- Exercise prompt
Rewrite in full every line from the one containing "of the engine" through the one containing "[[132, 156]]", inclusive, and raise each x and y coordinate in their answers by 109.

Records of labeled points

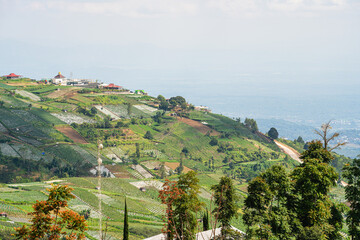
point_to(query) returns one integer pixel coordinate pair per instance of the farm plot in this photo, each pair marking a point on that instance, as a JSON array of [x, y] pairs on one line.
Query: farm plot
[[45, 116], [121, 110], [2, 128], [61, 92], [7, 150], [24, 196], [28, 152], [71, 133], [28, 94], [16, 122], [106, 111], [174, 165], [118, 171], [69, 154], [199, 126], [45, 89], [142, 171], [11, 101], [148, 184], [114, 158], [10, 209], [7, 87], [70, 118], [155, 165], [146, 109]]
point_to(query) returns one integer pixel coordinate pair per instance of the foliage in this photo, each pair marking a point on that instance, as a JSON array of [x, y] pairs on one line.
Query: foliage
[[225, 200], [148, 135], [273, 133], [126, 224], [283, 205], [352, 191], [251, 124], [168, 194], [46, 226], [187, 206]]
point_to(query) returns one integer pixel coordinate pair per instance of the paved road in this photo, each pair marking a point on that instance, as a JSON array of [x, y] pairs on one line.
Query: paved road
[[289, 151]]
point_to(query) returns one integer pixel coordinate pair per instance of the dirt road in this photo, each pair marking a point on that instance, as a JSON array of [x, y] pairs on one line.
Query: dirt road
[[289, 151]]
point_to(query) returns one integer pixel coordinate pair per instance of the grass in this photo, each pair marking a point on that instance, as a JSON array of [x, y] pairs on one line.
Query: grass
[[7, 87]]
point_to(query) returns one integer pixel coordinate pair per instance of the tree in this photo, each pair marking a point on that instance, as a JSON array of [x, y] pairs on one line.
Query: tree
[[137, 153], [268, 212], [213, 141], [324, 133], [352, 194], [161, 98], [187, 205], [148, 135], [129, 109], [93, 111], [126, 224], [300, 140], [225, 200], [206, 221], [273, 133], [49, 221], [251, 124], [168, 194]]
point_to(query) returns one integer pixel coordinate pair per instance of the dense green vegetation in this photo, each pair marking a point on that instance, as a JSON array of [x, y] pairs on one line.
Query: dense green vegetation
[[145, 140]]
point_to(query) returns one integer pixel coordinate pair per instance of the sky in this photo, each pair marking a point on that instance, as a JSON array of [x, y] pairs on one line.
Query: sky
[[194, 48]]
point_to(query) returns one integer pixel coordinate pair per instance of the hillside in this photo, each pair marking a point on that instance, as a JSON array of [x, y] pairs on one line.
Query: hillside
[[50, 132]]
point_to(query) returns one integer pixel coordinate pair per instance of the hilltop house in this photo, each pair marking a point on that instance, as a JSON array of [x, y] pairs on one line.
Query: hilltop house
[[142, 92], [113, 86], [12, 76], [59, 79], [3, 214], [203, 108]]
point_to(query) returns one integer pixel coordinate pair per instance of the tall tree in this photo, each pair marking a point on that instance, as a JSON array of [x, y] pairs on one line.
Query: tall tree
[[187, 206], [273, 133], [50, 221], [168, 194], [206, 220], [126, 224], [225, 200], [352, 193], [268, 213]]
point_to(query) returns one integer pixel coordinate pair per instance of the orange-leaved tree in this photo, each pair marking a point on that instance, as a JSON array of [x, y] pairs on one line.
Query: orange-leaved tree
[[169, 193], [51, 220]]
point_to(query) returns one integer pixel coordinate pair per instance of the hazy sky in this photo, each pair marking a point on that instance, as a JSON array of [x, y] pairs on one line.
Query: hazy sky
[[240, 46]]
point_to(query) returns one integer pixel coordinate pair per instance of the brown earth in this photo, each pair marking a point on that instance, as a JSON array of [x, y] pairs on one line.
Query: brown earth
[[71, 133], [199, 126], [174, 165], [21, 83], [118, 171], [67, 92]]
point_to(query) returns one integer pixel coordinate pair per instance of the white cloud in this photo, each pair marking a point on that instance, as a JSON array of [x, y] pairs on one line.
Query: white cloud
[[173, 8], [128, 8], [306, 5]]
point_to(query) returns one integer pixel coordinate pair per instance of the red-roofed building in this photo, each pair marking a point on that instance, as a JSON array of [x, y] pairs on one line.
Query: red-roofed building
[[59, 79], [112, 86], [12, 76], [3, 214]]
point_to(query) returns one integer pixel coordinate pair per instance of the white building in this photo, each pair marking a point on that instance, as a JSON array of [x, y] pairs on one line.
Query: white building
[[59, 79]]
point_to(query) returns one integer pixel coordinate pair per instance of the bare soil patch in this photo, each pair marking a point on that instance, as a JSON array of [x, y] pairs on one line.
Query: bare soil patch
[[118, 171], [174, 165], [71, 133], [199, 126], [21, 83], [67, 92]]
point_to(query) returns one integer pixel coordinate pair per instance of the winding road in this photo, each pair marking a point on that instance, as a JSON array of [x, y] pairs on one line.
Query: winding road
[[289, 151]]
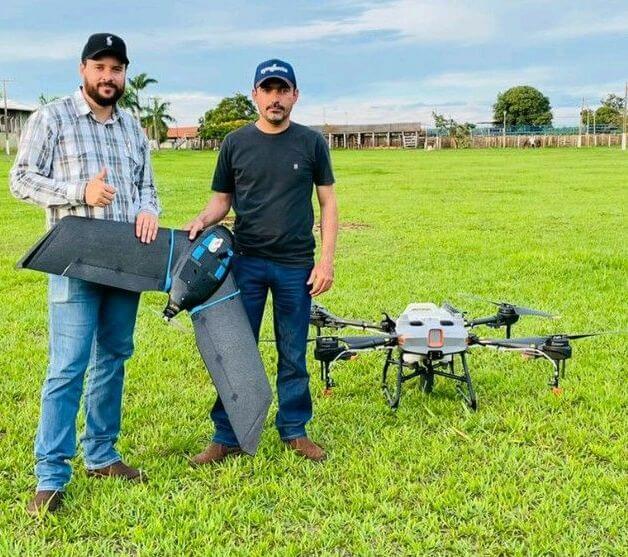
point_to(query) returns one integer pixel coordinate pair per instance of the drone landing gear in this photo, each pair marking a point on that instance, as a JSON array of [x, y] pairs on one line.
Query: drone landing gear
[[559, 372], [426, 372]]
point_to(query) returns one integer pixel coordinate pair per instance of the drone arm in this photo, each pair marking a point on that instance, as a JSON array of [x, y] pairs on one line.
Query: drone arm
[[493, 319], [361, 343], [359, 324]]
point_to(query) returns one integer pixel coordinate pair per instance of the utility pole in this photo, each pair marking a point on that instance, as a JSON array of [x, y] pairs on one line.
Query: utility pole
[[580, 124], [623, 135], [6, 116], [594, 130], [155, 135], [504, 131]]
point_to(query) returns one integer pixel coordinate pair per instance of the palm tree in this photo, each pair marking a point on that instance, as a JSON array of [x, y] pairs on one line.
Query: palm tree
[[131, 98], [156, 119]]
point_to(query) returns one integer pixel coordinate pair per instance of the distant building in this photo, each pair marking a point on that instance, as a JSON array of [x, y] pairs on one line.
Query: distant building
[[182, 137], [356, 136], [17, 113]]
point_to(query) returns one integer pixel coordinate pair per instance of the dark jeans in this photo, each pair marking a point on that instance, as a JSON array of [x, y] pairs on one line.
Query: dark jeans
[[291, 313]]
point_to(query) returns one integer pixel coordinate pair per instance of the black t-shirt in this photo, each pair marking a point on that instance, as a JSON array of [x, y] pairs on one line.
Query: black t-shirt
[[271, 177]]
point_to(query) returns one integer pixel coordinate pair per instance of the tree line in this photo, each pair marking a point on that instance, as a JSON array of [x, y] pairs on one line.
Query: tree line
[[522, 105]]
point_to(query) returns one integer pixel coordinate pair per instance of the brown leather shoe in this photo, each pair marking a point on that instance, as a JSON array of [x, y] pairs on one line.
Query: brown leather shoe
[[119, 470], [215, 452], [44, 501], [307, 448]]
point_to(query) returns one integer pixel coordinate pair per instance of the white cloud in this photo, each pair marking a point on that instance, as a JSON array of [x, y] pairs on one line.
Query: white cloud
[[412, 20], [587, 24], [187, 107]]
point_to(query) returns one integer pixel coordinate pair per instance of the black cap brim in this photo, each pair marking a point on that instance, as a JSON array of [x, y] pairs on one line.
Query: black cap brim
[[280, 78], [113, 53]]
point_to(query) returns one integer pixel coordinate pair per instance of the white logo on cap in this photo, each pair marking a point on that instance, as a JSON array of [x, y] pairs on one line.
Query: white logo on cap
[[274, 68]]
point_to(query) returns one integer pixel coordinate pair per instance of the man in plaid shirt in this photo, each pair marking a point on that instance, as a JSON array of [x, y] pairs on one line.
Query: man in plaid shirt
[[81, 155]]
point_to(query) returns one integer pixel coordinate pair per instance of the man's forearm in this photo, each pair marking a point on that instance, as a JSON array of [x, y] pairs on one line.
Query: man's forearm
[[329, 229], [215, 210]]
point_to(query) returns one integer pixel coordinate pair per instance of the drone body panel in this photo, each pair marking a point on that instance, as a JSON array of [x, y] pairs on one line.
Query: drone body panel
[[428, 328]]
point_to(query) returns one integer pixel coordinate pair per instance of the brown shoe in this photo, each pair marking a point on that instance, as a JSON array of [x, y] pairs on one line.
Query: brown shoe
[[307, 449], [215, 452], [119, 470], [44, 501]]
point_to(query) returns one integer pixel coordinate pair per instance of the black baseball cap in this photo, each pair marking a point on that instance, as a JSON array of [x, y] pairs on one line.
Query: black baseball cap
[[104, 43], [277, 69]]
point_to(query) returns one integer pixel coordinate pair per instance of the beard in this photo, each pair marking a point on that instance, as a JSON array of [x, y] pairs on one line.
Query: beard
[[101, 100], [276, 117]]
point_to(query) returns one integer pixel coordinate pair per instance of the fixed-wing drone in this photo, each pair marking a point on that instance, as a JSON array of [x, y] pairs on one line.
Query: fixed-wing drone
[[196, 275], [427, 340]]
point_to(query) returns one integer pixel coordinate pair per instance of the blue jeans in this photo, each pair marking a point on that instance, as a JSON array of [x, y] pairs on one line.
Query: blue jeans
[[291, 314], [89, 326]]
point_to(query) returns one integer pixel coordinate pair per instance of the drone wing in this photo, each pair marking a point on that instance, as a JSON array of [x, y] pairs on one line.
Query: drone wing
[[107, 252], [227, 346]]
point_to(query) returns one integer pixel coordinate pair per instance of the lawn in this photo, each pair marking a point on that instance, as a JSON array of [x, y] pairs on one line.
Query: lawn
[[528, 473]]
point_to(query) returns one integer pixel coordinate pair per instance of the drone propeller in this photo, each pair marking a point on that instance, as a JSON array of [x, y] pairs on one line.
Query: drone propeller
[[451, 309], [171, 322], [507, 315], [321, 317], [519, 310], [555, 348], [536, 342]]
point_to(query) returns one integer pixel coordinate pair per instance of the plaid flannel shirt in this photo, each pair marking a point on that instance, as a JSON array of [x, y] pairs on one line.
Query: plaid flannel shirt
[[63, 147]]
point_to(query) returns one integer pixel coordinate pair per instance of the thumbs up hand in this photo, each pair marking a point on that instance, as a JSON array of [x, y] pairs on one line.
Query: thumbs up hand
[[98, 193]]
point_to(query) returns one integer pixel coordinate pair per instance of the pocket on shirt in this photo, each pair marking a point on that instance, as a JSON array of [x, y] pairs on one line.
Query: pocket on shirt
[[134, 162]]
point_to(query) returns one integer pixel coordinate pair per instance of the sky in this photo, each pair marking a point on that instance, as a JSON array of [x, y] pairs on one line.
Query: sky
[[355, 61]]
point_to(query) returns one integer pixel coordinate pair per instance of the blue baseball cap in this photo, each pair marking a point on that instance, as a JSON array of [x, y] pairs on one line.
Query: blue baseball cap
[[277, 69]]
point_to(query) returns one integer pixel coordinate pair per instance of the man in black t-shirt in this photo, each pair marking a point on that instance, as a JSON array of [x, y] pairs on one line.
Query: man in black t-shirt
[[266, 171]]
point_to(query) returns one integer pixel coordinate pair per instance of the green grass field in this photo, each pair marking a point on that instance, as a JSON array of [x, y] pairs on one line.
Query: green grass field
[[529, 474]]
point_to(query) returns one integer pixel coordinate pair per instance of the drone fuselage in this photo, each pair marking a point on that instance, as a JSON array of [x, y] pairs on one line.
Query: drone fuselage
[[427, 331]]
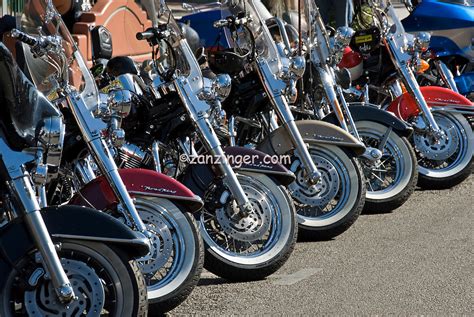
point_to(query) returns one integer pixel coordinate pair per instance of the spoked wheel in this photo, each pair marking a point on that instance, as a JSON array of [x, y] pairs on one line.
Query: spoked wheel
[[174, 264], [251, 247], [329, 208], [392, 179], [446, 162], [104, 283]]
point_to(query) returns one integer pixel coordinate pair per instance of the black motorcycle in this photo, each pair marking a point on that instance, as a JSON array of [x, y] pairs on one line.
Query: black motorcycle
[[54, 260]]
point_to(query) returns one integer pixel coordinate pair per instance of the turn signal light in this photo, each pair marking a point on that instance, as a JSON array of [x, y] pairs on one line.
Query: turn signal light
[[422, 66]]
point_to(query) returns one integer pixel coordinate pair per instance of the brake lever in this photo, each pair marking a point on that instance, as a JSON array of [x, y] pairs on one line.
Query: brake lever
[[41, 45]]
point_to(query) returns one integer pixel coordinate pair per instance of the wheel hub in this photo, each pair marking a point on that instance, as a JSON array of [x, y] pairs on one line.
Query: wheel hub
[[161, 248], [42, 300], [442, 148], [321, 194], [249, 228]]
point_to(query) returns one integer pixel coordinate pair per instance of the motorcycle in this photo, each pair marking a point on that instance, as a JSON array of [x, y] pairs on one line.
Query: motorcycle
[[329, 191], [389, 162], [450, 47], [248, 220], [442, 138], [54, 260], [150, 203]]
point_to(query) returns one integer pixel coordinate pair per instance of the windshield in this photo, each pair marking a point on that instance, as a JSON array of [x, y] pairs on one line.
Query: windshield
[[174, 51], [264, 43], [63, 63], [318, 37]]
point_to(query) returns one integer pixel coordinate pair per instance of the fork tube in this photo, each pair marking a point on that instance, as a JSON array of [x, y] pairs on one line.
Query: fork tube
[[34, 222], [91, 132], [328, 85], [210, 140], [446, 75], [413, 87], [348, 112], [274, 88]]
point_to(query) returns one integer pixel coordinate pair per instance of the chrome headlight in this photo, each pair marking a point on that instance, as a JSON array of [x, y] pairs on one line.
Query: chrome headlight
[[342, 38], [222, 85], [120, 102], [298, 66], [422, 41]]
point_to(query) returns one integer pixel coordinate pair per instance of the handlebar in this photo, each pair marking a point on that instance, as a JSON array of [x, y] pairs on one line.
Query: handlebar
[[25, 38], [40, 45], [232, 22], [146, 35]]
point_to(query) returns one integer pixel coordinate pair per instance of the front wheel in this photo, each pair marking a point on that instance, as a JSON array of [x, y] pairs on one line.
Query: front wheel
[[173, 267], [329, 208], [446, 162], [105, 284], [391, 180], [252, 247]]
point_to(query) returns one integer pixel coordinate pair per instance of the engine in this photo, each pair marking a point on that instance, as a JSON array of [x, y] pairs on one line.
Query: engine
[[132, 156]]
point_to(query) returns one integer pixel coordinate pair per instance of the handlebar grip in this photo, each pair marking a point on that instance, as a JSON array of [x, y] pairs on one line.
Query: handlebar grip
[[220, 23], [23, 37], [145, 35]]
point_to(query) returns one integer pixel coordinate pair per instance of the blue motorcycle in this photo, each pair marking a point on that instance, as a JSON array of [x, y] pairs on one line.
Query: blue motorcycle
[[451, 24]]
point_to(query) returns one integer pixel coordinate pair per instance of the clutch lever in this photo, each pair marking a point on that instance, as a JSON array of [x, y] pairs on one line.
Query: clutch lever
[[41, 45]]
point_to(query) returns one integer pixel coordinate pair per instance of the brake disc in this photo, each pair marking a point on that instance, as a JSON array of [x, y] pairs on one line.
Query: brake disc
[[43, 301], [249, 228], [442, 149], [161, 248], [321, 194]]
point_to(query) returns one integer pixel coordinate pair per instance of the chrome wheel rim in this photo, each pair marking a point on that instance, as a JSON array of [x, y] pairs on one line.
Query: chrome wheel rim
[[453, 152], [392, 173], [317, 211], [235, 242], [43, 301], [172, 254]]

- Answer to the problem
point_to(query) returns one integer pixel coordinate pair per instance of the engine in this photo, each pair marking a point on that instance, as a JSON array of [x, y] pairs on one line.
Query: engine
[[241, 265]]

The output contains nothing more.